▶ **What you have to do**
Reproduce the following lines verbatim.

▶ **Entries supplied**
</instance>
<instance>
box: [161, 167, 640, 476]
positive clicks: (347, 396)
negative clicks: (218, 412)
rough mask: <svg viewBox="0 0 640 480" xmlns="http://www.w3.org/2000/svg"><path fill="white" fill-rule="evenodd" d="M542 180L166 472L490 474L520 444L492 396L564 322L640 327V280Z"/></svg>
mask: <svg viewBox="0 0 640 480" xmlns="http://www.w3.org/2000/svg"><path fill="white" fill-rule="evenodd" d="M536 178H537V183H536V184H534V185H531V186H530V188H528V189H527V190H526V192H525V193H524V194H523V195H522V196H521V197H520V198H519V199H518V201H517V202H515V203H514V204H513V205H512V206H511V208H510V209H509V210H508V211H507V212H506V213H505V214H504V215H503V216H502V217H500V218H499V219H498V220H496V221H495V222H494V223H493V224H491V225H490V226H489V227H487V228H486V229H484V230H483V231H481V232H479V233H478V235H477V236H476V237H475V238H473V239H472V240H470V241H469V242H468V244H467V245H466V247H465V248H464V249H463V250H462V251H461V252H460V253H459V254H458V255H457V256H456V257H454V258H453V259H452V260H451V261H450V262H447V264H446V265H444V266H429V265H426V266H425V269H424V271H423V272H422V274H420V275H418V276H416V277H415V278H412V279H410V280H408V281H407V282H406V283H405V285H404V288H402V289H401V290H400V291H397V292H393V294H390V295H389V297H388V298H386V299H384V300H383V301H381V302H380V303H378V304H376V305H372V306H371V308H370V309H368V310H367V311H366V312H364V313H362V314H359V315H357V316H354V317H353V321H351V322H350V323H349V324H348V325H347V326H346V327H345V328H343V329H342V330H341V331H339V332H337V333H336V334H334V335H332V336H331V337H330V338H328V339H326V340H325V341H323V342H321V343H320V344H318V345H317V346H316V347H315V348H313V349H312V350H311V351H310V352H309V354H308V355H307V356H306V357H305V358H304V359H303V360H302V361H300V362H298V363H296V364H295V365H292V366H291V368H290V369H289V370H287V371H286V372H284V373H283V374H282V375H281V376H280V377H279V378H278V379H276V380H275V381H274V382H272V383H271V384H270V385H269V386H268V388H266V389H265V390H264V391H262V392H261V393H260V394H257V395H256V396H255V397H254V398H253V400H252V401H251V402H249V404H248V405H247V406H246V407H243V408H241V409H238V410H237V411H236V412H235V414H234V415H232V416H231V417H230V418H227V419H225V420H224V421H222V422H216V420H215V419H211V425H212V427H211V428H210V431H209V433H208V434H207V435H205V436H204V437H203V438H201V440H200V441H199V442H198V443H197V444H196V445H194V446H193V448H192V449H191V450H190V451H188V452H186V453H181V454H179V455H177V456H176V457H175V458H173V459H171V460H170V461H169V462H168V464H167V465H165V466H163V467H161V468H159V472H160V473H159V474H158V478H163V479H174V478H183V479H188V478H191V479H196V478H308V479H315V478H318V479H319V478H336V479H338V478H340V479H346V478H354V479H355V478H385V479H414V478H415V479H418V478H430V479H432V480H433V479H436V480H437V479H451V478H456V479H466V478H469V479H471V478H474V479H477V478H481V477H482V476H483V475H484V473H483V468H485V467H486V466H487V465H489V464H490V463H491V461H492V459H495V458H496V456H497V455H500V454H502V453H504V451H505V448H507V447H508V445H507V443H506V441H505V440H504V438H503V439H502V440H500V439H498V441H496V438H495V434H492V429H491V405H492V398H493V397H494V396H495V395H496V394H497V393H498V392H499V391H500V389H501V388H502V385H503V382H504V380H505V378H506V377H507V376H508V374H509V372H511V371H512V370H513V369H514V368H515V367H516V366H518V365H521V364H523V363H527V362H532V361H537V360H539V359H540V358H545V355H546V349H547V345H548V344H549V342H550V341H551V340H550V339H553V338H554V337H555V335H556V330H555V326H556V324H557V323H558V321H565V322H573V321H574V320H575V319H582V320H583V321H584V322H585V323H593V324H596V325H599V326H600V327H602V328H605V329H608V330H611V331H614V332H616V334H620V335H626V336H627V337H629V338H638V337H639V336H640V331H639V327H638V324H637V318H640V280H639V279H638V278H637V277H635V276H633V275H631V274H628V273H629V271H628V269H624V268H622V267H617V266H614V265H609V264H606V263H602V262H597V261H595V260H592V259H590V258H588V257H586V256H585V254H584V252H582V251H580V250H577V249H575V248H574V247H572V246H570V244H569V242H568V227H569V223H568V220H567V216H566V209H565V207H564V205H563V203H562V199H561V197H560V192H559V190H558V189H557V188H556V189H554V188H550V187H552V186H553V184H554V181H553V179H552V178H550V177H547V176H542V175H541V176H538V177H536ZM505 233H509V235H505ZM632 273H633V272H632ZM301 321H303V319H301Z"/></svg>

▶ **Expected answer**
</instance>
<instance>
box: [161, 167, 640, 476]
positive clicks: (347, 396)
negative clicks: (218, 412)
rough mask: <svg viewBox="0 0 640 480" xmlns="http://www.w3.org/2000/svg"><path fill="white" fill-rule="evenodd" d="M542 180L166 472L490 474L520 444L492 396L564 322L640 327V280Z"/></svg>
mask: <svg viewBox="0 0 640 480" xmlns="http://www.w3.org/2000/svg"><path fill="white" fill-rule="evenodd" d="M536 178H537V183H536V184H534V185H531V186H530V188H528V189H527V190H526V192H525V193H524V194H523V195H522V196H521V197H520V198H519V199H518V201H517V202H515V203H514V204H513V205H512V206H511V208H510V209H509V210H508V211H507V212H506V213H505V214H504V215H503V216H502V217H500V218H499V219H498V220H496V221H495V222H494V223H493V224H491V225H490V226H489V227H487V228H486V229H484V230H483V231H481V232H479V233H478V235H477V236H476V237H475V238H473V239H472V240H470V241H469V242H468V244H467V245H466V247H465V248H464V249H463V250H462V251H461V252H460V253H459V254H458V255H457V256H456V257H454V258H453V259H452V260H451V261H450V262H447V264H446V265H444V266H429V265H426V266H425V269H424V271H423V272H422V274H420V275H418V276H416V277H415V278H412V279H410V280H408V281H407V282H406V283H405V285H404V288H402V289H401V290H400V291H397V292H393V294H390V295H389V297H388V298H386V299H384V300H383V301H381V302H380V303H378V304H376V305H372V306H371V308H370V309H368V310H367V311H366V312H364V313H362V314H359V315H357V316H354V317H353V321H351V322H350V323H349V324H348V325H347V326H346V327H345V328H343V329H342V330H341V331H339V332H337V333H336V334H334V335H332V336H331V337H330V338H328V339H326V340H325V341H323V342H321V343H320V344H318V345H317V346H316V347H315V348H313V349H312V350H311V351H310V352H309V354H308V355H307V356H306V357H305V358H304V359H303V360H302V361H300V362H298V363H296V364H295V365H292V366H291V368H290V369H289V370H287V371H286V372H284V373H283V374H282V375H281V376H280V377H279V378H278V379H276V380H275V381H274V382H272V383H271V384H270V385H269V386H268V388H266V389H265V390H264V391H262V392H261V393H260V394H257V395H256V396H255V397H254V398H253V400H252V401H251V402H249V404H248V405H247V406H246V407H243V408H241V409H238V410H237V411H236V412H235V414H234V415H232V416H231V417H230V418H227V419H225V420H224V421H222V422H216V420H215V419H211V425H212V427H211V428H210V431H209V433H208V434H207V435H205V436H204V437H203V438H201V440H200V441H199V442H198V443H197V444H196V445H194V446H193V448H192V449H191V450H190V451H188V452H186V453H181V454H179V455H177V456H176V457H175V458H173V459H171V460H170V461H169V462H168V464H167V465H165V466H163V467H161V468H159V472H160V473H159V474H158V478H163V479H174V478H183V479H188V478H191V479H196V478H308V479H315V478H318V479H319V478H336V479H338V478H340V479H346V478H354V479H355V478H385V479H414V478H415V479H418V478H430V479H432V480H433V479H436V480H437V479H451V478H456V479H466V478H469V479H471V478H474V479H477V478H481V477H482V476H483V475H484V473H483V468H485V467H486V466H487V465H489V464H490V463H491V461H492V459H495V458H496V456H497V455H500V454H502V453H504V451H505V448H507V447H508V445H507V443H506V441H505V440H504V438H503V439H502V440H500V439H498V441H496V438H495V434H492V429H491V405H492V398H493V397H494V396H495V395H496V394H497V393H498V392H499V391H500V389H501V388H502V385H503V382H504V380H505V378H506V377H507V376H508V374H509V372H511V371H512V370H513V369H514V368H515V367H516V366H518V365H521V364H523V363H527V362H532V361H537V360H539V359H540V358H545V355H546V349H547V345H548V344H549V342H550V341H551V340H550V339H553V338H554V337H555V335H556V330H555V326H556V324H557V323H558V321H565V322H573V321H574V320H575V319H582V320H583V321H584V322H585V323H593V324H596V325H599V326H600V327H602V328H605V329H608V330H611V331H614V332H616V334H620V335H626V336H627V337H629V338H638V337H639V336H640V331H639V327H638V324H637V318H640V280H639V279H638V278H637V277H635V276H633V275H631V274H628V273H629V271H628V269H624V268H622V267H617V266H614V265H609V264H606V263H602V262H597V261H595V260H592V259H590V258H588V257H586V256H585V254H584V252H582V251H580V250H577V249H575V248H574V247H572V246H570V244H569V242H568V227H569V223H568V220H567V216H566V209H565V207H564V205H563V203H562V199H561V197H560V192H559V190H558V189H557V188H556V189H554V188H550V187H552V186H553V184H554V181H553V179H552V178H550V177H547V176H542V175H541V176H538V177H536ZM505 233H509V235H505ZM632 273H633V272H632ZM301 321H303V319H301Z"/></svg>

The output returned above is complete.